Entries from a dataset:
Begin

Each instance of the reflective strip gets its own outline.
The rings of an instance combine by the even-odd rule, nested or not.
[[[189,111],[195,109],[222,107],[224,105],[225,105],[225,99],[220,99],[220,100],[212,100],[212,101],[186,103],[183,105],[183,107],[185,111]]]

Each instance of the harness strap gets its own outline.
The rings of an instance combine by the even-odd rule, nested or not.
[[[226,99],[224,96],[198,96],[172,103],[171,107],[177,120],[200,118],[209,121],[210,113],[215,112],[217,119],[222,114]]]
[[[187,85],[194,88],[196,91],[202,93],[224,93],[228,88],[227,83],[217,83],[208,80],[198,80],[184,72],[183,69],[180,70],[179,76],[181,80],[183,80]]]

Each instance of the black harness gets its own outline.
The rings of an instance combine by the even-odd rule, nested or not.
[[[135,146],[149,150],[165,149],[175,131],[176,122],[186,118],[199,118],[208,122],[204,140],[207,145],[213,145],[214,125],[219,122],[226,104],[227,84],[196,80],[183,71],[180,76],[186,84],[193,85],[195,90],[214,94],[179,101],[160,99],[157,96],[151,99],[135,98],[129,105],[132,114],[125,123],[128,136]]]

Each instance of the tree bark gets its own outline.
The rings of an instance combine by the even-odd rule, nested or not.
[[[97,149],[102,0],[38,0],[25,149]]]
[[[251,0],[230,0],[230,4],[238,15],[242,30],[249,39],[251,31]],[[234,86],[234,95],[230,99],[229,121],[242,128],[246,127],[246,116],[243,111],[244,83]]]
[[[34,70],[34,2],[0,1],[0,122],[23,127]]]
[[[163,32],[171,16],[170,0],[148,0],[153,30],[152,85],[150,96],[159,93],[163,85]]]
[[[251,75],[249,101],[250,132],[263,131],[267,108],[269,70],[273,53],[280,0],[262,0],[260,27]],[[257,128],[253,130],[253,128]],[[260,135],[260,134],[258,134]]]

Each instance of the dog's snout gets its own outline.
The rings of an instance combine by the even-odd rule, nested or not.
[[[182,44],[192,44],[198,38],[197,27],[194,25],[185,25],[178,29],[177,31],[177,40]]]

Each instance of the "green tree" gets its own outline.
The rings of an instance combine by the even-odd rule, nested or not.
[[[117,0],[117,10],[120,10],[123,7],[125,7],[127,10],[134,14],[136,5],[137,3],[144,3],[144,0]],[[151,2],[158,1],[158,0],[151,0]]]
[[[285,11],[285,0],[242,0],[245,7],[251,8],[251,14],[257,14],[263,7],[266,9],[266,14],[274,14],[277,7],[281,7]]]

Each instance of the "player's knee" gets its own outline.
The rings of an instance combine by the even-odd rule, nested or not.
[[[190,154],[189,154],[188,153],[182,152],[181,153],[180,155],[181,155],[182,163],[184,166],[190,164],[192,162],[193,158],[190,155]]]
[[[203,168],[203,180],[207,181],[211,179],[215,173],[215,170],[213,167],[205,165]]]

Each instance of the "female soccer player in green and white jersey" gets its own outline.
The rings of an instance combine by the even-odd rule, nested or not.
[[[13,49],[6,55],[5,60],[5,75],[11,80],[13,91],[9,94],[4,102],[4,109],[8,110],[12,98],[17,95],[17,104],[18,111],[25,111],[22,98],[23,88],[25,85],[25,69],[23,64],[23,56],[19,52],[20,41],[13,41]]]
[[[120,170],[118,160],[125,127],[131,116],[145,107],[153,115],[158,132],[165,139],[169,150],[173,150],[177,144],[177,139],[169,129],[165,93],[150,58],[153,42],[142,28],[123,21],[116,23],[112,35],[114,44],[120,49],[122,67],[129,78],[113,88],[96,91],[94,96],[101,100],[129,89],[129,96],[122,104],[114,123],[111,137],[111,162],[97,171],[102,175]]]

End

In the items from the line with "Each instance of the tree" up to and including the line with "[[[34,70],[34,2],[0,1],[0,122],[23,127]]]", what do those lines read when "tree bark" is renamed to "tree trunk" and nothing else changes?

> _TASK SOLUTION_:
Each instance of the tree trunk gets its own outline.
The rings of an instance combine by the even-odd rule, nested or not.
[[[97,149],[102,0],[38,0],[25,149]]]
[[[251,0],[230,0],[230,4],[238,15],[242,30],[249,39],[251,31]],[[234,86],[234,95],[230,99],[229,121],[242,128],[246,127],[246,116],[243,111],[244,83]]]
[[[34,70],[34,2],[0,1],[0,122],[23,127]]]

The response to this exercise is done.